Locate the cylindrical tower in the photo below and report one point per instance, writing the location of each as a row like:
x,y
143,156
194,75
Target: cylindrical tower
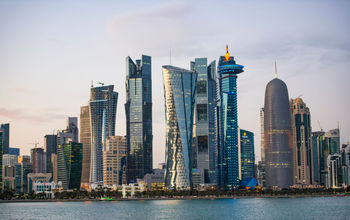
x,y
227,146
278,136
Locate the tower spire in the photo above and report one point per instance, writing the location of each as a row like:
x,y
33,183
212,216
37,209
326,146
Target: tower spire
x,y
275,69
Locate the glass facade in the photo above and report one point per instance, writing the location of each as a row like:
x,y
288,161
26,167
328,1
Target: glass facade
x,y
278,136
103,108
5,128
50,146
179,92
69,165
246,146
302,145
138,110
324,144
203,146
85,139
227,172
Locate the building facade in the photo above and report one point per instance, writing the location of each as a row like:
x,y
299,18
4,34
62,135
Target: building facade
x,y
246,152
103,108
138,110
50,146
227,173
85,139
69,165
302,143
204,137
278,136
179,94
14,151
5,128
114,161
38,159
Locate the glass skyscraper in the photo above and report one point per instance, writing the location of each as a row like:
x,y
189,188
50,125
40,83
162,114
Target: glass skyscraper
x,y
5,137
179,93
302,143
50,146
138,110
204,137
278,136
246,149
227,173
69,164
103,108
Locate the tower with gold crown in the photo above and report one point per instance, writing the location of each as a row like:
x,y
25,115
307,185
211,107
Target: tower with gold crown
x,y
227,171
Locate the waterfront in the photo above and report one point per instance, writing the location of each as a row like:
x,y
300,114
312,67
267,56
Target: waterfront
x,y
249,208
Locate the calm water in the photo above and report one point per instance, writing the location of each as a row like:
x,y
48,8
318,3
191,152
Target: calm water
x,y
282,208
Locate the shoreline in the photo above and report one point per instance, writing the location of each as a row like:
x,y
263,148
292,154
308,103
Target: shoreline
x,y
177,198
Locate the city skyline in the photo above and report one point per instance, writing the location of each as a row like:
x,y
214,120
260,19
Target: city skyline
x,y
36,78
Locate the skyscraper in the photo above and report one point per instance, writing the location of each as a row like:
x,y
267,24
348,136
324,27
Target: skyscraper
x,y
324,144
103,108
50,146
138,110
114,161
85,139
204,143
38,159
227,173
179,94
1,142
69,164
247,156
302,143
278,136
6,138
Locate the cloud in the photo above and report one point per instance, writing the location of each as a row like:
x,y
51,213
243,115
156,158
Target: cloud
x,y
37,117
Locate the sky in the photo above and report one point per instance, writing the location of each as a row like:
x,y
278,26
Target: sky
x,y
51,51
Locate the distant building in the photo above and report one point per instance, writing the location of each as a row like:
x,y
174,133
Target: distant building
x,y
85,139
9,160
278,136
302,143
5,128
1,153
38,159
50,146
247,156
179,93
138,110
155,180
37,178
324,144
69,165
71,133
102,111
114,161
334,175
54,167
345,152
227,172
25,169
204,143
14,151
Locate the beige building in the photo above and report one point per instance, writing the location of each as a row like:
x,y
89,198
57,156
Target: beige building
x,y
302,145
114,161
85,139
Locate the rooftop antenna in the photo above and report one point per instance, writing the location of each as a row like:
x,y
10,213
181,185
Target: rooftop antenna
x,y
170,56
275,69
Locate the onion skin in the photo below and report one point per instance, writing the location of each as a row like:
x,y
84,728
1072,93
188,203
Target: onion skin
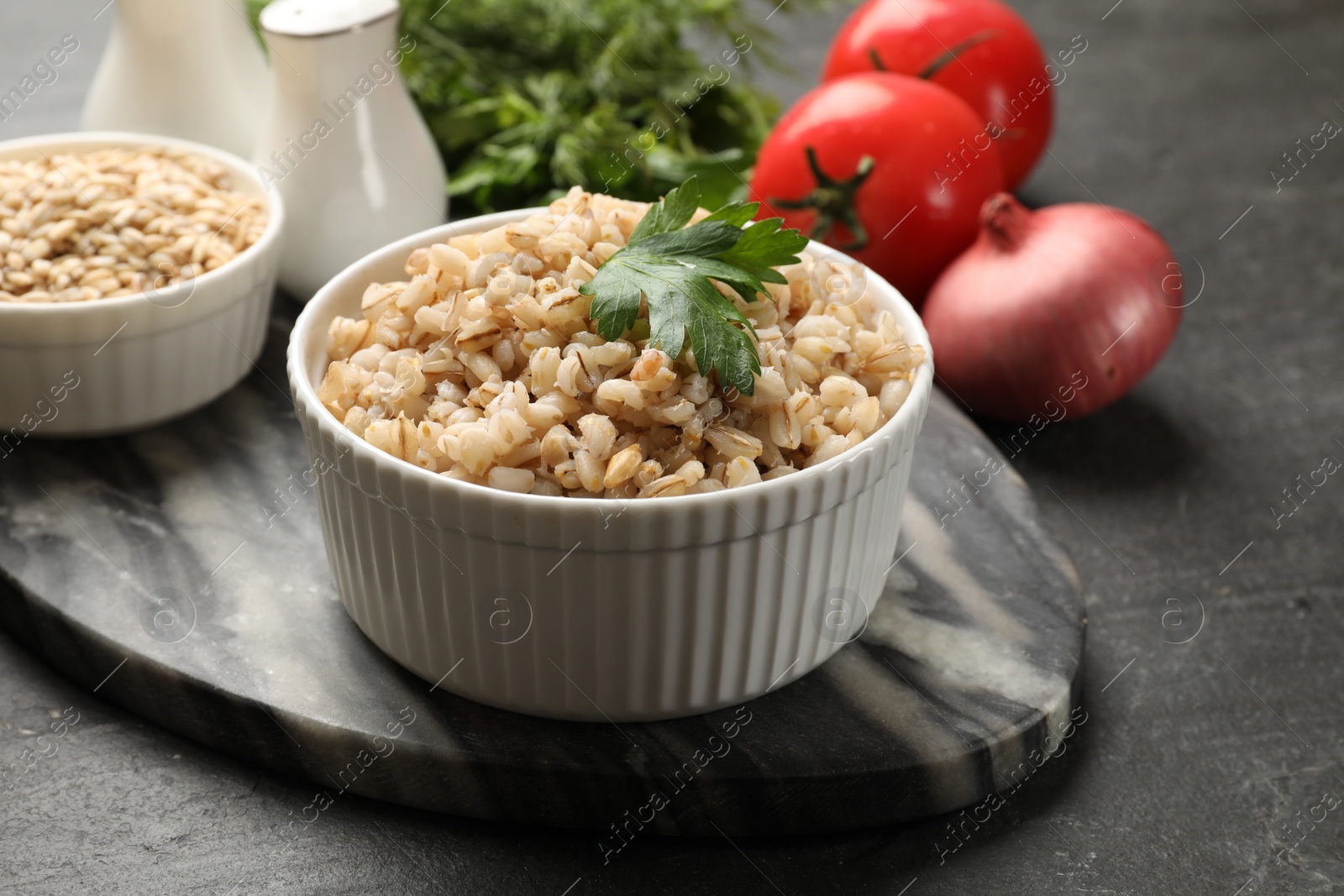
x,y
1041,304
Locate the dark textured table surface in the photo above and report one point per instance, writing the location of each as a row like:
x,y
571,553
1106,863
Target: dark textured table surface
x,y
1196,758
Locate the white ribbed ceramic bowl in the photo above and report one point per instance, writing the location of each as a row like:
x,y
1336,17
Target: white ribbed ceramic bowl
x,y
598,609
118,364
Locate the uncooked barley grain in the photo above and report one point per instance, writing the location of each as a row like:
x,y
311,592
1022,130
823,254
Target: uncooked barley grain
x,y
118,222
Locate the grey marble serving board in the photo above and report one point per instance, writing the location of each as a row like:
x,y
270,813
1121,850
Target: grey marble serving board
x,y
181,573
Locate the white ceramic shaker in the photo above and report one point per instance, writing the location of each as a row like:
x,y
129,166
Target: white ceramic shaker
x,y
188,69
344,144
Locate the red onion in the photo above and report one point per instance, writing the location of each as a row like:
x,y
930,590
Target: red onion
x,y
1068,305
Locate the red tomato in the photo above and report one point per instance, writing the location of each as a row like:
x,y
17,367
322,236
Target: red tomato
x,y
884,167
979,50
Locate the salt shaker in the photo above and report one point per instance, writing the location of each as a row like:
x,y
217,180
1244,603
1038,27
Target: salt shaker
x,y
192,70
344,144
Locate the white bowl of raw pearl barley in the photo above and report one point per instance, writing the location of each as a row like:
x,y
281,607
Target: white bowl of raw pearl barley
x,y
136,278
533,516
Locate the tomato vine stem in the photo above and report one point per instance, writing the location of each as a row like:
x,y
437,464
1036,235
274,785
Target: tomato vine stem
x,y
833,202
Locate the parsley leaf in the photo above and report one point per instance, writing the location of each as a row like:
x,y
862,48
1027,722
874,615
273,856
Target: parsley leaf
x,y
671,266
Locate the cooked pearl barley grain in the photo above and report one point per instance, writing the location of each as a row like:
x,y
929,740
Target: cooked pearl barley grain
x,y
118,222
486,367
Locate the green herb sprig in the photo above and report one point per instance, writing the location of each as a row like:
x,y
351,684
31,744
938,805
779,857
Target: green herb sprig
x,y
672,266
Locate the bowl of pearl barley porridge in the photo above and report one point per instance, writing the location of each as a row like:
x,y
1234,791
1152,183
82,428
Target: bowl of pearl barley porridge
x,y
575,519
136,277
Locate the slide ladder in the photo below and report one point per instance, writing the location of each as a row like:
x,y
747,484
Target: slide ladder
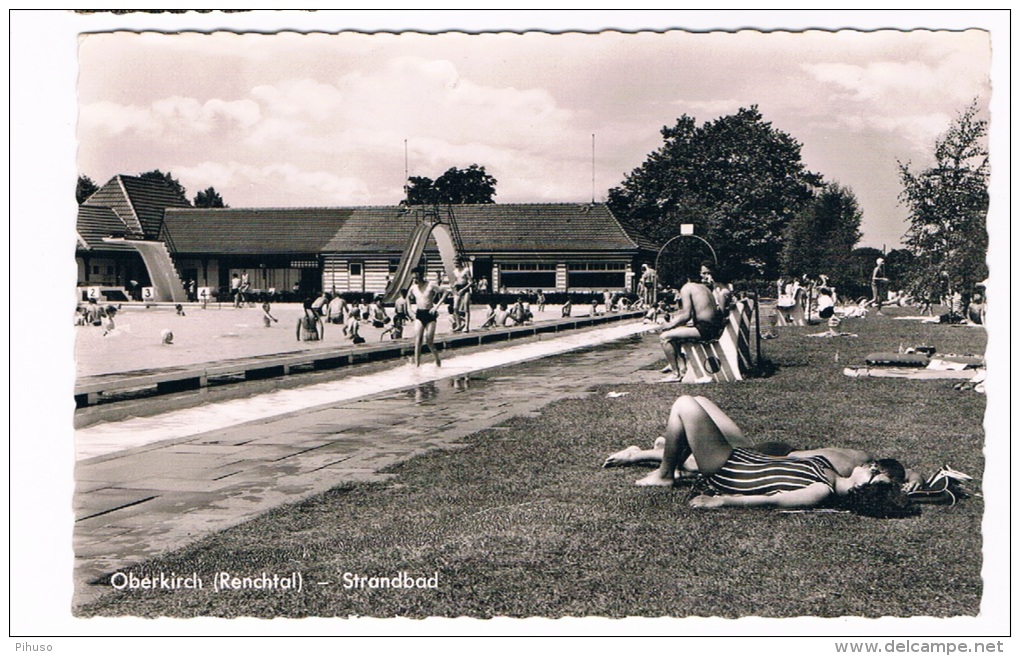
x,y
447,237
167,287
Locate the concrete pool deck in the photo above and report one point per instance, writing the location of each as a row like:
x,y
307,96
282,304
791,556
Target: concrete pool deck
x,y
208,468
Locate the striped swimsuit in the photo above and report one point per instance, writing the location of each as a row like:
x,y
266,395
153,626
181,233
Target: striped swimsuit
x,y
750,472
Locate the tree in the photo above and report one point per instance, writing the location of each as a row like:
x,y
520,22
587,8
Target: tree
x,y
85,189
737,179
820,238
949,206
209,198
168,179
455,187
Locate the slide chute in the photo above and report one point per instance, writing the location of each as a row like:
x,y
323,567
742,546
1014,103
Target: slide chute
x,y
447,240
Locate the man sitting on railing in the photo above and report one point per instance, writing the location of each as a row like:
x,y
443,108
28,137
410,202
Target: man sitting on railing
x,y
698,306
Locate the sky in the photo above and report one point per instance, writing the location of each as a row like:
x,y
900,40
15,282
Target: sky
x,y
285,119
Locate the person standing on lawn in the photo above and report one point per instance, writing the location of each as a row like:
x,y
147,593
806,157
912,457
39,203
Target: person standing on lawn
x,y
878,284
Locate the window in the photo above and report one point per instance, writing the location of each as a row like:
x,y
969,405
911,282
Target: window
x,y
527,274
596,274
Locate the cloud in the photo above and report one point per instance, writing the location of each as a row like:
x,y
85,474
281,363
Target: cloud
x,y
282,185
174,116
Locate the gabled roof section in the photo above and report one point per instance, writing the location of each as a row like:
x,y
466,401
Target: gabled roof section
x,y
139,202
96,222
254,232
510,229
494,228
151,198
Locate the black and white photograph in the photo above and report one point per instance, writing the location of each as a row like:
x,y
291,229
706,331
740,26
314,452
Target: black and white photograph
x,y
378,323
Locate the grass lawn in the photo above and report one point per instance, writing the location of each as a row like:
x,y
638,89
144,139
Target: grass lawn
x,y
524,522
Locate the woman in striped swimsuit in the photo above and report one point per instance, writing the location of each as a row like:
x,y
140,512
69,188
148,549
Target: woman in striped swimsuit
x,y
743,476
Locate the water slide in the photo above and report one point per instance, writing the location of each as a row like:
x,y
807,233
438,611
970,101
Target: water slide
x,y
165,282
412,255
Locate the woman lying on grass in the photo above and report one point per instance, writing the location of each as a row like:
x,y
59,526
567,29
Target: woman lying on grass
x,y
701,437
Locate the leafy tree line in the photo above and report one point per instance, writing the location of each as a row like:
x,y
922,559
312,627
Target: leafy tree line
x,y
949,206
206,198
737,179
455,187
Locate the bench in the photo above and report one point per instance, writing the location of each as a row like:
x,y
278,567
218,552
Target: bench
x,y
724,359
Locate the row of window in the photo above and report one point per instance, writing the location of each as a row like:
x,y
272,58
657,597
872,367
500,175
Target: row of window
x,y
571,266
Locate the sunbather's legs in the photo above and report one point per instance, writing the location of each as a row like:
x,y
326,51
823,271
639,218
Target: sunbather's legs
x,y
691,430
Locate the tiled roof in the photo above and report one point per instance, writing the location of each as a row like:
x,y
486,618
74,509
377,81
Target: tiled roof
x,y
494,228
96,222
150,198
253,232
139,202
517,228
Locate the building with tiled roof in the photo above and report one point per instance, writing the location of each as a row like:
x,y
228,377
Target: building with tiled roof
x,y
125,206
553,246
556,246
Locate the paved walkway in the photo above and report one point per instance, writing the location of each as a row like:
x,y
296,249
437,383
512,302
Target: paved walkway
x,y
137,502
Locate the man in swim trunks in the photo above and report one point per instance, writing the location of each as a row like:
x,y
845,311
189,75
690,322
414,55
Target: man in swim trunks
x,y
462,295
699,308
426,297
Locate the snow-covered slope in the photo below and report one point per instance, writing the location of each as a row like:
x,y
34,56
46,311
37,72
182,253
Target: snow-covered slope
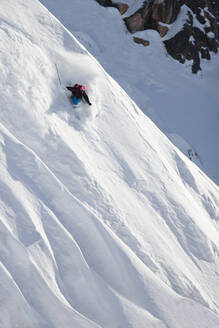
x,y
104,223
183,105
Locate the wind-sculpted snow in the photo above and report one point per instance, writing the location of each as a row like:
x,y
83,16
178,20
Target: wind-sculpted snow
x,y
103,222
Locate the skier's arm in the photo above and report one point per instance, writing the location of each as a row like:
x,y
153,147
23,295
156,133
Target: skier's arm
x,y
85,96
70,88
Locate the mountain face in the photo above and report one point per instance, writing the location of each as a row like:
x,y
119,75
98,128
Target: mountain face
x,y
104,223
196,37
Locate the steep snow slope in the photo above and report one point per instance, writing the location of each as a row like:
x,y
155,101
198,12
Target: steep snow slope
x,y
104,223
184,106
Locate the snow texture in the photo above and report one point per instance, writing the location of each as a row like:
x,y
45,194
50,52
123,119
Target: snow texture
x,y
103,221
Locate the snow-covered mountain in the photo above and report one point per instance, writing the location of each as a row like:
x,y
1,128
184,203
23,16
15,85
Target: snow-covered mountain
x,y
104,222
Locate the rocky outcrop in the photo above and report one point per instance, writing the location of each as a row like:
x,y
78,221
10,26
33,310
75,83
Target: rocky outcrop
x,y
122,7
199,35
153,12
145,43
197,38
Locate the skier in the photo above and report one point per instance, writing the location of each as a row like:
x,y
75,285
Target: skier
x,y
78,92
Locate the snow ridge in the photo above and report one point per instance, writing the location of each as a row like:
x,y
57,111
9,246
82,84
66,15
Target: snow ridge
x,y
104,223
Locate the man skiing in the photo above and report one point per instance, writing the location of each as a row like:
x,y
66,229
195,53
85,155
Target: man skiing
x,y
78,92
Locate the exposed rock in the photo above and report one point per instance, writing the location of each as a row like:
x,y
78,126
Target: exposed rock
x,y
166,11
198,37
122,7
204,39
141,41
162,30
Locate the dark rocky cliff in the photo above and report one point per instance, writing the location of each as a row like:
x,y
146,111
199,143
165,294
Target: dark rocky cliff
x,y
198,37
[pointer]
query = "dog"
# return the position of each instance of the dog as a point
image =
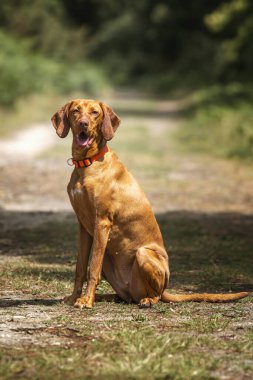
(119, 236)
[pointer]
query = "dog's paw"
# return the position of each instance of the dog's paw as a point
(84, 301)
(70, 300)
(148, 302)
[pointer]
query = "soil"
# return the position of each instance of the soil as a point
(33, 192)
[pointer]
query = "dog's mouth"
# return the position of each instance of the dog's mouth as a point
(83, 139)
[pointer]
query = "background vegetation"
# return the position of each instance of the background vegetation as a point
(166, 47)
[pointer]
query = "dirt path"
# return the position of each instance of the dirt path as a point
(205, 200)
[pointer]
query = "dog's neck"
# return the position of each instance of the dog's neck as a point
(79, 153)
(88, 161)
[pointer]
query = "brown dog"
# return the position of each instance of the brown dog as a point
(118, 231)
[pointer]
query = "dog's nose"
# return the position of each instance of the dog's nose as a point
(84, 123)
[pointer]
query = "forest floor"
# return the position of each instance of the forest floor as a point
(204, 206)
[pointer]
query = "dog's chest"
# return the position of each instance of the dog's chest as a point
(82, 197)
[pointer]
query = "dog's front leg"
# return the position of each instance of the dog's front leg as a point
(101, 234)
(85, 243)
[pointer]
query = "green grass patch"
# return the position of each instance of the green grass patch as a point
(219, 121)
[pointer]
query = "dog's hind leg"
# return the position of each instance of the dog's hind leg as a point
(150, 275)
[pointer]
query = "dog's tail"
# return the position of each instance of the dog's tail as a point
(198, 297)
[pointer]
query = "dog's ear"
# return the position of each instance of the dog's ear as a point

+-------+

◆ **AIM**
Identify every line in the records above that contains the string "bench" and copy each one in full.

◆ **SOLVED EXERCISE**
Locate the bench in the photo above and report one point per instance, writing the location of each as a row like:
Target: bench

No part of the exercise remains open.